→ **Data for review**

"""

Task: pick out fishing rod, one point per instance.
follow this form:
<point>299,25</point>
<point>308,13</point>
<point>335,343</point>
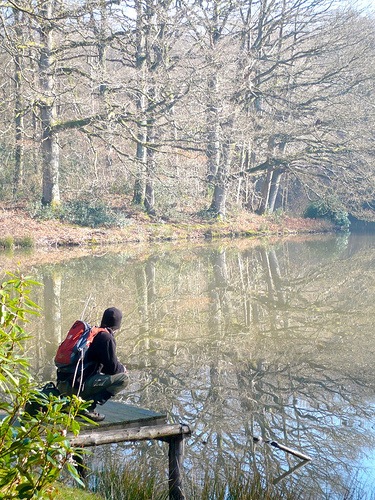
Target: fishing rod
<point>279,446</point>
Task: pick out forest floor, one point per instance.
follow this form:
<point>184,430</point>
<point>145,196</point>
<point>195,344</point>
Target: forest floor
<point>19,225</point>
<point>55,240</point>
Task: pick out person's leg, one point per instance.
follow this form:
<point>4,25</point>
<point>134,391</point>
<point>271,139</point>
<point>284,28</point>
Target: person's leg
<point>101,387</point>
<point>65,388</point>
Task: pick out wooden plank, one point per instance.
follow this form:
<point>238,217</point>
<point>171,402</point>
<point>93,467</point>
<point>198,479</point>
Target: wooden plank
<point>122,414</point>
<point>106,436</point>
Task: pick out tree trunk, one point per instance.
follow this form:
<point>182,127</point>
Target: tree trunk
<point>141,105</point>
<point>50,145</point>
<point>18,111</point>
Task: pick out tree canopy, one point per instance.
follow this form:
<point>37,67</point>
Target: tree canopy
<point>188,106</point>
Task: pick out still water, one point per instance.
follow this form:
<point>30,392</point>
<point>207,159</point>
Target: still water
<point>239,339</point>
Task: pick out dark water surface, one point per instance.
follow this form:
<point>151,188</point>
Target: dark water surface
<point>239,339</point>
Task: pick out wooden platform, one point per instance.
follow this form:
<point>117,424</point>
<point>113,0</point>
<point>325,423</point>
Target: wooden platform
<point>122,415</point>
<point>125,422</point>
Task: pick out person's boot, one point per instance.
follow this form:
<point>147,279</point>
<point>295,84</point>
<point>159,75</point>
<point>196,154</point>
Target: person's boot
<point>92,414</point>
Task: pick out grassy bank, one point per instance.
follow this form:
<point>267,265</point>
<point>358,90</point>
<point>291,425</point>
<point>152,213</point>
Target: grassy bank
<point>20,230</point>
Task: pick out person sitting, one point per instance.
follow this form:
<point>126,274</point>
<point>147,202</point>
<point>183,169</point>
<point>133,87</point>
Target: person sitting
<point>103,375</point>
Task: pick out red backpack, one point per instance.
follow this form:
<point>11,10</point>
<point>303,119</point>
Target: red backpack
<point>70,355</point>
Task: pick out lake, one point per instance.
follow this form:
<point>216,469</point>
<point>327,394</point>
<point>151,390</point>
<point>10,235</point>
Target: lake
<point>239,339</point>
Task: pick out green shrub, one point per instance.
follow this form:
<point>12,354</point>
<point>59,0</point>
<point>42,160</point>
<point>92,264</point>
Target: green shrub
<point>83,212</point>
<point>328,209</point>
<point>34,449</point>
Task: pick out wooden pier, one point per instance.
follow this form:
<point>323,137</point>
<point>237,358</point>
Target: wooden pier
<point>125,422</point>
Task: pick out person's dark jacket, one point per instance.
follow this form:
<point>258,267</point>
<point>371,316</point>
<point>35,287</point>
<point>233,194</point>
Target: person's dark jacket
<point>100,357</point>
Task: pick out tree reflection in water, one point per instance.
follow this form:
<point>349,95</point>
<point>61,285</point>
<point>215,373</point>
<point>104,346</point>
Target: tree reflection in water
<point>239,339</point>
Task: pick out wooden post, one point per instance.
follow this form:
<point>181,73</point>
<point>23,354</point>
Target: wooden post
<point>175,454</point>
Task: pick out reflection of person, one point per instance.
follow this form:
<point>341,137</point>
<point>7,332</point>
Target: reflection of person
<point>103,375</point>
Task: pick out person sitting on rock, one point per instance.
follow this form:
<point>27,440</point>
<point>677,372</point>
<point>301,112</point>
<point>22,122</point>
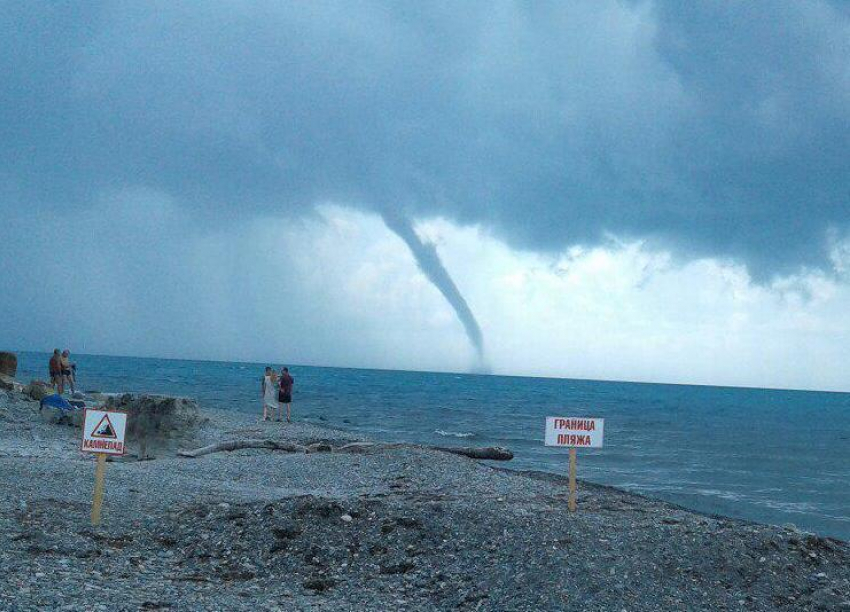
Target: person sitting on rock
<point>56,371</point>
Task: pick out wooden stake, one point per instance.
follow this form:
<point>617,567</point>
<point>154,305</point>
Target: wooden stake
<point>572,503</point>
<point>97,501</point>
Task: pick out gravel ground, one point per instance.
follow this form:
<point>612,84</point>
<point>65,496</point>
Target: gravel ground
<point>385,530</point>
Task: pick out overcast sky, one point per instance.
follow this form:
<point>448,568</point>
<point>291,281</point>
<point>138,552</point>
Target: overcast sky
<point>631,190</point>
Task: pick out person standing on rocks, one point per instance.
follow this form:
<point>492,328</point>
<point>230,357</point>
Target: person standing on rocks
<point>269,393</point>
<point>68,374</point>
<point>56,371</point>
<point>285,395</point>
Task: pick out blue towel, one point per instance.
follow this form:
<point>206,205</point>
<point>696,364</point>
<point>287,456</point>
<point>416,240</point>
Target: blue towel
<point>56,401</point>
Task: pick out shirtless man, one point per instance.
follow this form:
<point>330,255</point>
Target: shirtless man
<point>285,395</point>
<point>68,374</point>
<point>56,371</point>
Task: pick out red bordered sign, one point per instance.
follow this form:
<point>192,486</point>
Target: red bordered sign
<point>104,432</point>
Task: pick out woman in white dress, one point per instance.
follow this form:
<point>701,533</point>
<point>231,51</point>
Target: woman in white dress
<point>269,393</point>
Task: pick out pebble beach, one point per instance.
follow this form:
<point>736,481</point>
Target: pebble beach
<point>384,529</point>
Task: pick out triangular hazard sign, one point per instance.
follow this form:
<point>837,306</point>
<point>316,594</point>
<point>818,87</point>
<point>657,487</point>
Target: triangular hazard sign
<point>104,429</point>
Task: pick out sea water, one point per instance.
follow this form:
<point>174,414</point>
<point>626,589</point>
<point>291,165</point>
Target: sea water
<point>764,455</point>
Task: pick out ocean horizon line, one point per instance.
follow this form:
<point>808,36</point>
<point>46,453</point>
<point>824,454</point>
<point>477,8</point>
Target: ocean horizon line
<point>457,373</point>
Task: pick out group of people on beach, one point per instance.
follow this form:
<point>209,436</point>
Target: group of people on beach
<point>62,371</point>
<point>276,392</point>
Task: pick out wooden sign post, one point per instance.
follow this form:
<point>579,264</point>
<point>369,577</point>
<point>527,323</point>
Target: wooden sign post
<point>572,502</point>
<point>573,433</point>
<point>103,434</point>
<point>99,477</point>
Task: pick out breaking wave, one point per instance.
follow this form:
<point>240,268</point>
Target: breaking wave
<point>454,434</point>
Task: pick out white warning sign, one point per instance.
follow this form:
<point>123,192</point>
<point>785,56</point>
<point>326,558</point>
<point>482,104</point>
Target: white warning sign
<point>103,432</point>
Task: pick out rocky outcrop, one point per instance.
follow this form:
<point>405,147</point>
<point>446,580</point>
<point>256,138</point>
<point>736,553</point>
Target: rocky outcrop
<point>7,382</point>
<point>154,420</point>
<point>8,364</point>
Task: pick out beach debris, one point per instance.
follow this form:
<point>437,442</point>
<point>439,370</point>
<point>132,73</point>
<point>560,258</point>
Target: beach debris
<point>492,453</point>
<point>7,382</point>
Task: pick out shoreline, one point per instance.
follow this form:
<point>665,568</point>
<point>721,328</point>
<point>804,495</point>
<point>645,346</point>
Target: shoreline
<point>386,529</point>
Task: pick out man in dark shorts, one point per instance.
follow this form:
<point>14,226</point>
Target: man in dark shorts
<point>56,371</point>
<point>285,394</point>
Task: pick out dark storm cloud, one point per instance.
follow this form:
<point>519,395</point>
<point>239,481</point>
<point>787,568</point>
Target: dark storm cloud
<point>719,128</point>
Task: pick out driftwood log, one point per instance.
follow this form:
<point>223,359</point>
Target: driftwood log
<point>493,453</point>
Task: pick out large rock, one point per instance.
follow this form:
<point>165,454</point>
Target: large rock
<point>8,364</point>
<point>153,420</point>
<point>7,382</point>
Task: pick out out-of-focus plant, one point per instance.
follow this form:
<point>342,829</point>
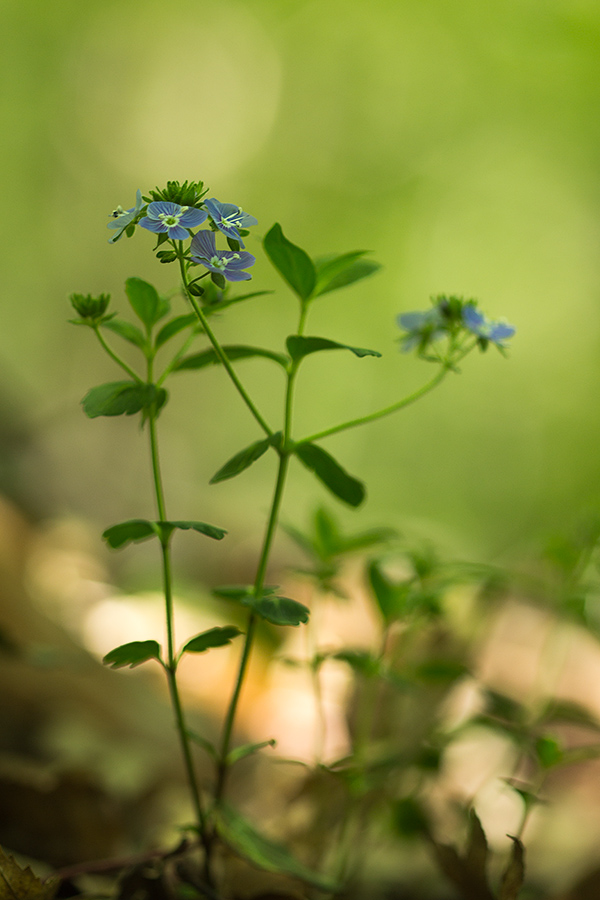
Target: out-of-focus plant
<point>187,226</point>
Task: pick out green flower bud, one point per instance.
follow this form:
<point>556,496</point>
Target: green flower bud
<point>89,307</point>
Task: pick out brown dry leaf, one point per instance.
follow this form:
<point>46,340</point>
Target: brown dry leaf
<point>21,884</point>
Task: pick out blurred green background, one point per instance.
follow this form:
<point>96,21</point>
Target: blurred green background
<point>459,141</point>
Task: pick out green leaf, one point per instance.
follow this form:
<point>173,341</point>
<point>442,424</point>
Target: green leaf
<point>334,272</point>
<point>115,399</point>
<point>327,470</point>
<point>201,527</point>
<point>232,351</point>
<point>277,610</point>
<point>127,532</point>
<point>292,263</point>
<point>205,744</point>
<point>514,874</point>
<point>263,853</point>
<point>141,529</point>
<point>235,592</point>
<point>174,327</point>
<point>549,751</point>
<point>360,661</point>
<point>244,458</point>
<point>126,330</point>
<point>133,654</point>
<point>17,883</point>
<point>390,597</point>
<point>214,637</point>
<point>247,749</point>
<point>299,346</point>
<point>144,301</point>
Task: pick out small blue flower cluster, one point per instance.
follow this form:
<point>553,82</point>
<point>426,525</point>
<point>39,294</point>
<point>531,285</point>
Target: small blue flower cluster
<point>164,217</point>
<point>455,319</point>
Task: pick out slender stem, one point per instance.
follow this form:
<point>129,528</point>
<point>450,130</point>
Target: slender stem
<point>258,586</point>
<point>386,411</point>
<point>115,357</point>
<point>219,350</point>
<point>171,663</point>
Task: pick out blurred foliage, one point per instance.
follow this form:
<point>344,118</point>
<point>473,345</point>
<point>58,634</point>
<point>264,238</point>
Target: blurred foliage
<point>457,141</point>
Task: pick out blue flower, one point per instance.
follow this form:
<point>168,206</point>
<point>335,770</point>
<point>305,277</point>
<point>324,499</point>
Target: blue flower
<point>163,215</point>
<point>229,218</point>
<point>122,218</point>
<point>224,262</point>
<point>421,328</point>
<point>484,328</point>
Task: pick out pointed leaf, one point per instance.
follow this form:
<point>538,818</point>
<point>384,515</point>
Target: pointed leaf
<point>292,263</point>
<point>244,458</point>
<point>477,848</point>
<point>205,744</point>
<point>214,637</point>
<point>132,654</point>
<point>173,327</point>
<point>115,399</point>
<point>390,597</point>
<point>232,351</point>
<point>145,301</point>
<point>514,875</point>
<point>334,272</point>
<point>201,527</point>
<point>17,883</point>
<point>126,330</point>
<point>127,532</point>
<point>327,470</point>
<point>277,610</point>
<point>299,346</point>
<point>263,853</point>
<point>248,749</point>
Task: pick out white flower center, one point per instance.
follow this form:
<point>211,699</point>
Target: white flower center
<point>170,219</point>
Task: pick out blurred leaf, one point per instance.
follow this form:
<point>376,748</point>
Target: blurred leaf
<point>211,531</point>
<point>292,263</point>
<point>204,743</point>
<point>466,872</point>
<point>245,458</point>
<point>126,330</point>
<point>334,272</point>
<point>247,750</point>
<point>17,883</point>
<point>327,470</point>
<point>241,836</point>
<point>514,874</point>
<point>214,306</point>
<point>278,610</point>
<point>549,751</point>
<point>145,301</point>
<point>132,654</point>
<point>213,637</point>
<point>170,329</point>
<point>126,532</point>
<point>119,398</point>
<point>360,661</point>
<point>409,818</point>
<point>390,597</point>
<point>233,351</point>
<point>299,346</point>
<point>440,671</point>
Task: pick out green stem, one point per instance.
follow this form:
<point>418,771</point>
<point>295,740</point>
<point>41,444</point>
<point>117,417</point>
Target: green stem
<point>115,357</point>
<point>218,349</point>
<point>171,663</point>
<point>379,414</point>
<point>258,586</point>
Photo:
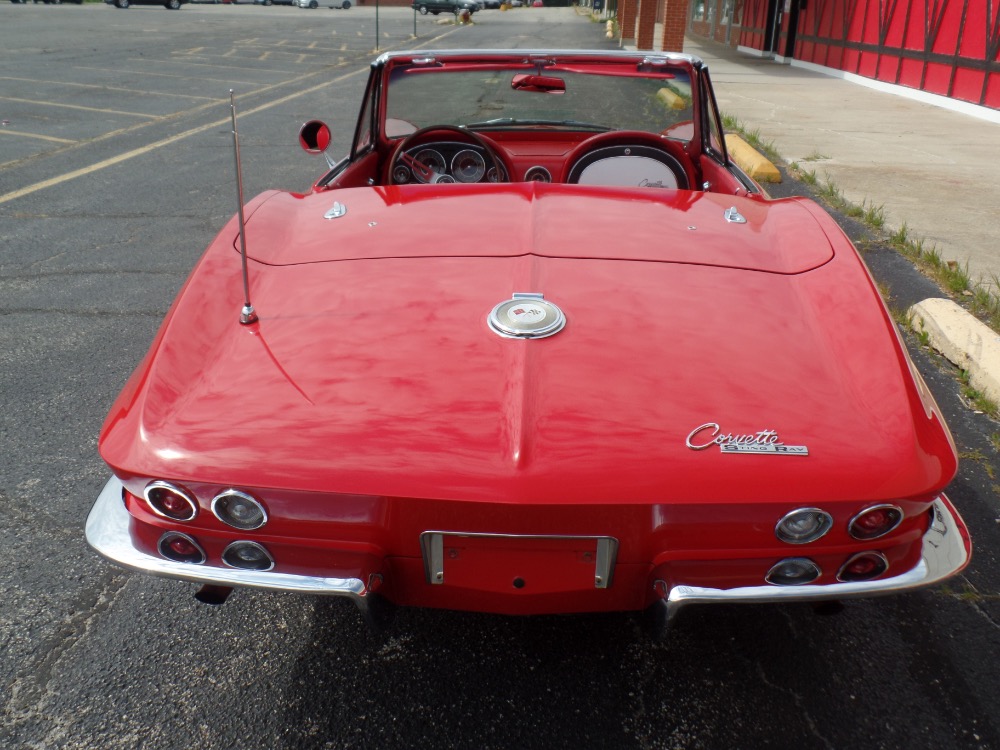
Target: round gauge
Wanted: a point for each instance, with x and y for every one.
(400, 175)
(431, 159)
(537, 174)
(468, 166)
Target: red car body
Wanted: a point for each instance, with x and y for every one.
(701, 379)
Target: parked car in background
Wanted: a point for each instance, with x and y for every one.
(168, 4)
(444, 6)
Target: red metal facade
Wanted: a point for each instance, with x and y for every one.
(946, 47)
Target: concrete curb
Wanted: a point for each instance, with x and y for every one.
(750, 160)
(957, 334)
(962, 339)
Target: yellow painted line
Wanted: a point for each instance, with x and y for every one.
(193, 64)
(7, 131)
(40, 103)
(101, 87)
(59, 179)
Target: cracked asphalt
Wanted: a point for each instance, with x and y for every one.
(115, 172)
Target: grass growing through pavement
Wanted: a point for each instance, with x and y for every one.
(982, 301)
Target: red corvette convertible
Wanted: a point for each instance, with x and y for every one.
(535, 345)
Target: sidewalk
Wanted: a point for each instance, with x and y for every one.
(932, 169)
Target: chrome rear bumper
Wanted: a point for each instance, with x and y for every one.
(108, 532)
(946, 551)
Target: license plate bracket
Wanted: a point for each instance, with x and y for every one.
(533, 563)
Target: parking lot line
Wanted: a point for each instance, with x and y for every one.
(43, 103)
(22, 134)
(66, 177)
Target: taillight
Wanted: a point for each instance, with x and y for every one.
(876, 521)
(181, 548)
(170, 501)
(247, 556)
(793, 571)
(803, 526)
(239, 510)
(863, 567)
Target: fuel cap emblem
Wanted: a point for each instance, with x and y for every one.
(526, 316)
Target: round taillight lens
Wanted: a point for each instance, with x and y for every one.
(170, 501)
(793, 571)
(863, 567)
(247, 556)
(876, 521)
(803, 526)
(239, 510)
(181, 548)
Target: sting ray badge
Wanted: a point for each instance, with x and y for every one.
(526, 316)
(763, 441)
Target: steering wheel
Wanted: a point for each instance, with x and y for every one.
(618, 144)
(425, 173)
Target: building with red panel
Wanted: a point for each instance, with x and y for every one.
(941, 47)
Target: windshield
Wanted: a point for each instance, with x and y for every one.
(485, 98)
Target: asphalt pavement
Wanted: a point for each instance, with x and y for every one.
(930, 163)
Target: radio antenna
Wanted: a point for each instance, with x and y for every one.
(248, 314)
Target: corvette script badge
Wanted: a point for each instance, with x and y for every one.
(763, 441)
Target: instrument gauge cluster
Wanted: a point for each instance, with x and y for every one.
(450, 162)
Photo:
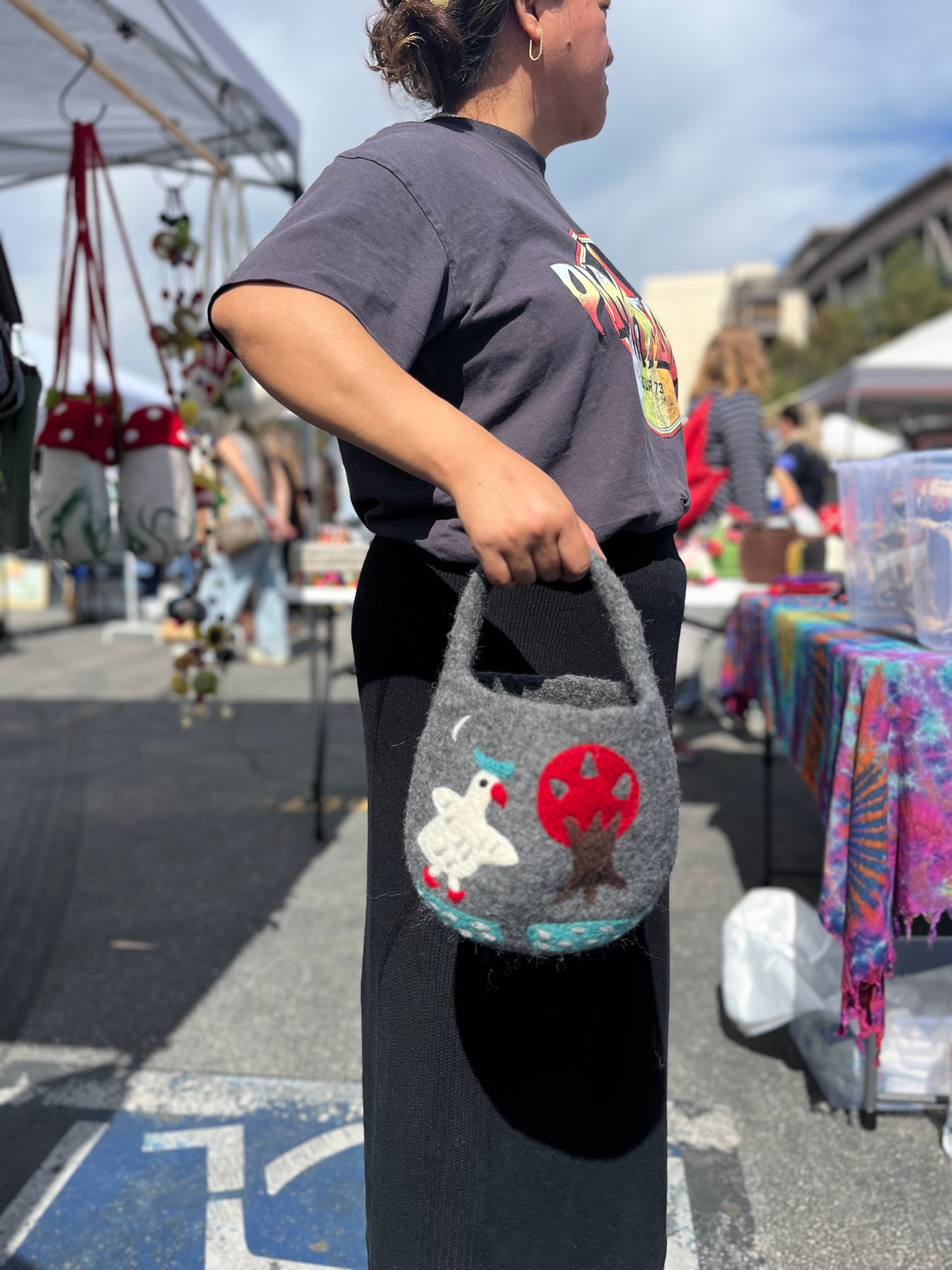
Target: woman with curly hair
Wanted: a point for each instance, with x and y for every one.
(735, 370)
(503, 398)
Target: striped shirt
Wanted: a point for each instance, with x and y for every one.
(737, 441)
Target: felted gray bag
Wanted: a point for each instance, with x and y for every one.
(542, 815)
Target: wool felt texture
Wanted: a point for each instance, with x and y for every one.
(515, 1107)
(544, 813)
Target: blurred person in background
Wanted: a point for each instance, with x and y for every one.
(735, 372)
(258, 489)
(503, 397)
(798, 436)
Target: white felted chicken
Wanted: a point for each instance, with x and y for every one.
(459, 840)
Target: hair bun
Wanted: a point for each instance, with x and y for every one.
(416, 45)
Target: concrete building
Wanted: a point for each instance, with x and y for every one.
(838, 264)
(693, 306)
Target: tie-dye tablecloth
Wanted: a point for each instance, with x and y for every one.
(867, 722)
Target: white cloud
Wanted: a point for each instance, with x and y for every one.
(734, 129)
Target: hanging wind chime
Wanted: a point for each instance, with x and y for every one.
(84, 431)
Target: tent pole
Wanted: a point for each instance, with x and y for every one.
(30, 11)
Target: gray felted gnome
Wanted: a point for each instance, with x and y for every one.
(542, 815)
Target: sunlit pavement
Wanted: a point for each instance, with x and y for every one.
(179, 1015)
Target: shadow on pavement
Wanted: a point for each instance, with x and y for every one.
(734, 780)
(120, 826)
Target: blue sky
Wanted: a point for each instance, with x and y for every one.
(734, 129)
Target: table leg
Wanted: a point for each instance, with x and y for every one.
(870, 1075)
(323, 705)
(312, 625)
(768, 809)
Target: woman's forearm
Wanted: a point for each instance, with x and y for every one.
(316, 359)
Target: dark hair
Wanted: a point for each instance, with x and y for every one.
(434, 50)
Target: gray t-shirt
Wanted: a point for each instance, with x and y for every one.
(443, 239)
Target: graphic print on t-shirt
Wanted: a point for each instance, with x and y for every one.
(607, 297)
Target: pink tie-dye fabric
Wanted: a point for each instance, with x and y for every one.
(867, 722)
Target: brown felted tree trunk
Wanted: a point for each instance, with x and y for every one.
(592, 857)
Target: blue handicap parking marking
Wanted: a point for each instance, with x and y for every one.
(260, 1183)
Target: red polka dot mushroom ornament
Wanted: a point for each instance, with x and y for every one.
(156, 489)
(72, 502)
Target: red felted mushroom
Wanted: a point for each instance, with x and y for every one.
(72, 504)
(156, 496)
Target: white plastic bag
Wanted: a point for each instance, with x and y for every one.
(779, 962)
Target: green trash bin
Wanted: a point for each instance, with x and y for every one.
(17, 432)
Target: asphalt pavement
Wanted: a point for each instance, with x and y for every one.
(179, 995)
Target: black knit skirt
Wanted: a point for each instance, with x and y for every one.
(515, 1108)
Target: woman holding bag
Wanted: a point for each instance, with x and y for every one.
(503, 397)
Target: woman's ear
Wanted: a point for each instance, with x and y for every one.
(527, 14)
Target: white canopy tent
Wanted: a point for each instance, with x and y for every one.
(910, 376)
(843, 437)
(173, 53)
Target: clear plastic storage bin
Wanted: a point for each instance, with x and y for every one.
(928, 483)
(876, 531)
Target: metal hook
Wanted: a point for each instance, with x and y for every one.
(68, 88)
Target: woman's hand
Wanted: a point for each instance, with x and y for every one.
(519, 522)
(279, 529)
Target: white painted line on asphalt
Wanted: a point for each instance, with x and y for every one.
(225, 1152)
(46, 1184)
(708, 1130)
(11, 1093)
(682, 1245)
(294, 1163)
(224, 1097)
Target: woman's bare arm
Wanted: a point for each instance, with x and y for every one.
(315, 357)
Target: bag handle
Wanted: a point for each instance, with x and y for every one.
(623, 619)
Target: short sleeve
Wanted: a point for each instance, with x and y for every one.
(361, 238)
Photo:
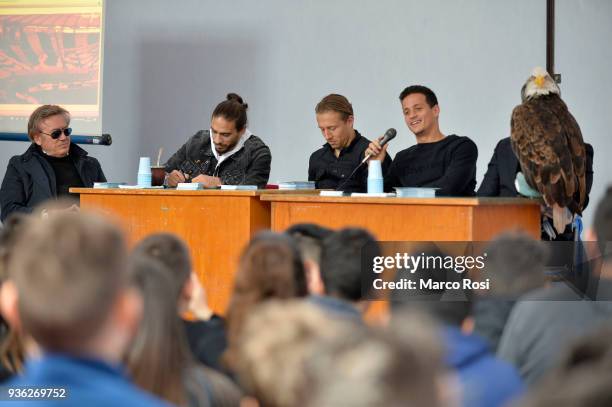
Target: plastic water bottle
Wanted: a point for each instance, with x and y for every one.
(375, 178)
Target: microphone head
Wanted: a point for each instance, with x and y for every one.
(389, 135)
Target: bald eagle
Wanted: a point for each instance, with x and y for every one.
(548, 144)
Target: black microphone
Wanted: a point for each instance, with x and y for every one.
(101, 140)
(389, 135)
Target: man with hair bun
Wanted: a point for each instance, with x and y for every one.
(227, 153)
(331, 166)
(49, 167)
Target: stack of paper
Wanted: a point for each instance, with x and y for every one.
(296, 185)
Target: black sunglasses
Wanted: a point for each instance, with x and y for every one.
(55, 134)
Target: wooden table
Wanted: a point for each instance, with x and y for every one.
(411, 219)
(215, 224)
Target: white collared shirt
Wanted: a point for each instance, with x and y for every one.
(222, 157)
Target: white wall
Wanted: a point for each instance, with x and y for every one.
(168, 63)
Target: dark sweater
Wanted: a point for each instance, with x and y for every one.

"""

→ **Exercise**
The lines to copy are those in the records above containing the word "painted".

→ **Problem solution**
Target: yellow painted line
Target: white painted line on asphalt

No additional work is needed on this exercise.